- _Material to process_:
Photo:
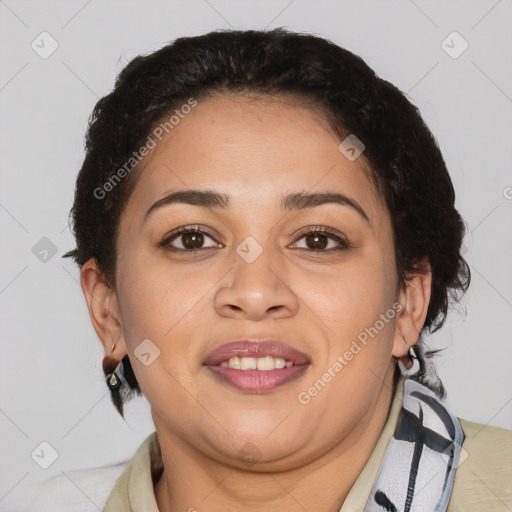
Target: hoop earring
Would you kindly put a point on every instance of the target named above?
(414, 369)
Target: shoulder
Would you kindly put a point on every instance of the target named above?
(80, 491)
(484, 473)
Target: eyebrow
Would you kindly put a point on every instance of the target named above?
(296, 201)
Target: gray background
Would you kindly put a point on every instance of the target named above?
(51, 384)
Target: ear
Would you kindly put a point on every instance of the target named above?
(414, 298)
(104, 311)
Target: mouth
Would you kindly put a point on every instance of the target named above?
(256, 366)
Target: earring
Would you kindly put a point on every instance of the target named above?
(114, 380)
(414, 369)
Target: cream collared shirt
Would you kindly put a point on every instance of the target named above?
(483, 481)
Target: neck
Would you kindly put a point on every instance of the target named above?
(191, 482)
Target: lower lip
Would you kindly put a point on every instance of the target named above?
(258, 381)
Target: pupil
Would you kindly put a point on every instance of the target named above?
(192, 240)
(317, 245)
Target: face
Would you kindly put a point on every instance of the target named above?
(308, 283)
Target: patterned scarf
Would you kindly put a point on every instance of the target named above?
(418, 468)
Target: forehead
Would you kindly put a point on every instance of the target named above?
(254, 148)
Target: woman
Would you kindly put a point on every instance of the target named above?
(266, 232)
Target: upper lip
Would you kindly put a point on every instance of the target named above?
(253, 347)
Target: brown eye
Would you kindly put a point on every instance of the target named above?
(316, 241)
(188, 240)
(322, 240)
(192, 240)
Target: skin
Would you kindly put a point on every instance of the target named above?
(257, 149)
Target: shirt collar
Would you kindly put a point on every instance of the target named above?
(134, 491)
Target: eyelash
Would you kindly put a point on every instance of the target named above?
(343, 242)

- _Problem statement_: Copy out the listing above word for word, starting at the line that contains "Target: shirt collar" and continuing through its final line.

- _Final result_:
Target: shirt collar
Would you kindly put a point on every instance of the target named above?
(134, 491)
Target: eyelash
Would you kindly put a point on every instance of the target named above?
(343, 242)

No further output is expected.